- **Passage shown**

-- Opening Marker --

Work                About            Contact

“ Circular Terrazzo”
In an era defined by heightened environmental awareness and the need for circular practices, the world of ceramic art faces its own set of challenges. Among these, the age-old craft of glazing poses particular difficulties in terms of recycling and environmental impact. Leftover glaze materials, often infused with glassy components, introduce complexities into the recycling process, ultimately contributing to various forms of pollution, including chemical and toxic contaminants in the soil. Additionally, the disposal of glazed ceramics often uses high-temperature kiln firings, resulting in increased energy consumption. Recognizing the importance of considering the complete material life cycle and the intrinsic value of materials, this project endeavors to instill a sense of circularity within the ceramic studio.

The essence of circularity revolves around the idea of upcycling previously used materials and waste, repurposing these resources to breathe new life into the world. The research on the ways the waste produced in the studio can be reused happens through rethinking traditional techniques such as slipcasting, the agate technique, and the technique of terrazzo making.

-- Closing Marker --

Source data

-- Opening Marker --

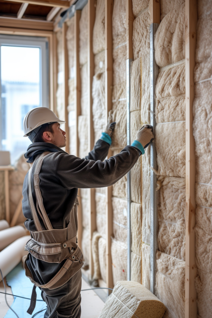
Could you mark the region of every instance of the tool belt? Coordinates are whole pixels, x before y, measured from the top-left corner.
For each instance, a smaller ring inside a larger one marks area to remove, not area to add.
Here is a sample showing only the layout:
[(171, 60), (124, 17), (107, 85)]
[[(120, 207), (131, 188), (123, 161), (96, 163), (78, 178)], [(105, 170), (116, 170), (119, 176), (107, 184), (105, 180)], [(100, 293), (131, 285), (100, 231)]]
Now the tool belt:
[[(28, 268), (26, 260), (24, 262), (26, 275), (34, 285), (31, 298), (30, 306), (27, 310), (32, 313), (36, 304), (36, 287), (55, 289), (65, 284), (76, 274), (83, 265), (83, 255), (77, 245), (77, 233), (74, 233), (71, 223), (76, 220), (77, 207), (79, 204), (77, 198), (70, 212), (69, 222), (67, 228), (61, 229), (53, 229), (43, 206), (43, 198), (39, 188), (39, 174), (43, 159), (46, 155), (51, 153), (45, 151), (40, 155), (34, 162), (28, 172), (29, 199), (36, 231), (30, 231), (32, 238), (27, 242), (25, 250), (34, 257), (49, 263), (61, 263), (66, 259), (64, 265), (57, 274), (46, 284), (41, 285), (35, 282)], [(34, 171), (34, 188), (35, 190), (36, 208), (32, 196), (31, 179)], [(43, 229), (39, 220), (38, 214), (41, 218), (45, 229)]]

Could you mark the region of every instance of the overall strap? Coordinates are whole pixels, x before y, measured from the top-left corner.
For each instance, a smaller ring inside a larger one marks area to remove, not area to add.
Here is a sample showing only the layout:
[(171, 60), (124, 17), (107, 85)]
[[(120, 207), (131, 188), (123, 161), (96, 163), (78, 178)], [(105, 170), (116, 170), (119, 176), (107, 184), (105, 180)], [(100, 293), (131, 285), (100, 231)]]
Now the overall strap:
[(45, 227), (46, 228), (46, 230), (52, 230), (53, 228), (51, 226), (49, 219), (48, 218), (43, 205), (43, 198), (42, 197), (41, 192), (40, 192), (40, 187), (39, 185), (39, 174), (40, 173), (40, 169), (44, 157), (47, 154), (48, 154), (48, 153), (50, 153), (50, 152), (49, 151), (44, 151), (39, 156), (38, 159), (36, 161), (36, 163), (35, 164), (35, 168), (34, 172), (34, 188), (35, 189), (36, 200), (38, 203), (38, 212), (39, 211), (39, 209), (40, 210), (40, 214), (42, 216), (42, 219), (43, 220)]

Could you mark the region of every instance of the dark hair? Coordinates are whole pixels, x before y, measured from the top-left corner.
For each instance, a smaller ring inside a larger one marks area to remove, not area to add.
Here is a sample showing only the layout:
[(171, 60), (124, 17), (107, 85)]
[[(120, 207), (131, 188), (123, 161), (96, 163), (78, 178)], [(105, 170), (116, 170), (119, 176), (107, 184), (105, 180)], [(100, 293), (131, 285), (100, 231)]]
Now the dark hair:
[(43, 133), (45, 131), (49, 131), (49, 132), (51, 132), (52, 134), (53, 134), (54, 130), (52, 129), (52, 125), (56, 122), (54, 123), (51, 123), (50, 124), (47, 123), (47, 124), (43, 124), (43, 125), (41, 125), (41, 128), (40, 128), (40, 129), (37, 132), (37, 134), (34, 137), (34, 138), (33, 139), (32, 142), (33, 143), (34, 142), (44, 142), (44, 141), (42, 138)]

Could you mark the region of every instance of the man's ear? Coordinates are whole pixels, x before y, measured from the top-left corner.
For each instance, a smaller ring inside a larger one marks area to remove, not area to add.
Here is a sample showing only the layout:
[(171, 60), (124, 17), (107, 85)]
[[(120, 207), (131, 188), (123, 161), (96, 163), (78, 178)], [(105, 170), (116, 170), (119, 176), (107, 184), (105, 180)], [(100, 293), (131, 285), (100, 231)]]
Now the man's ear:
[(49, 131), (44, 131), (43, 133), (43, 138), (44, 139), (44, 140), (48, 140), (48, 141), (51, 141), (51, 134), (50, 132)]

-- Closing Marker --

- **Exercises**
A) Decide whether each statement agrees with the passage on circular terrazzo, answering yes or no and quoting the deciding words: (i) Leftover glaze materials make the recycling process simpler. (ii) The disposal of glazed ceramics often involves high-temperature kiln firings. (iii) Slipcasting is one of the traditional techniques being rethought.
B) Write the next part of the passage on circular terrazzo, picking up after its final sentence.

- **Responses per task**
A)
(i) No: "introduce complexities into the recycling process"
(ii) Yes: "the disposal of glazed ceramics often uses high-temperature kiln firings"
(iii) Yes: "rethinking traditional techniques such as slipcasting, the agate technique, and the technique of terrazzo making"

B)
As ceramic artists, our daily connection with clay forms a profound link to its ancient history. This integration, drawing from various historical disciplines and practices, finds its inspiration in the realm of archaeology. Archaeology, with its diverse nature, serves as a collaborative bridge between diverse fields of human knowledge, offering a deeper understanding of material’s rich history and their potential for various innovative applications.

Terrazzo, traditionally a flooring material characterized by the arrangement of marble or stone chips within a concrete mix, has been revisited to confront the challenges posed by glaze waste in ceramics. The artist derives inspiration from the improvisational character of terrazzo, where the arrangement of materials constitutes a creative and organic process. This tradition undergoes a reinvigoration, in order to align with the principles of circularity. Salvaged and seemingly unusable glaze remnants find their place in the clay body, in a manner reminiscent of the traditional technique of terrazzo making. In the initial phase of the research, the artist undertakes the creation of a series of handmade tiles, made from a circular adaptation of terrazzo. 





1, 12 . Installation View, Circular Terrazzo.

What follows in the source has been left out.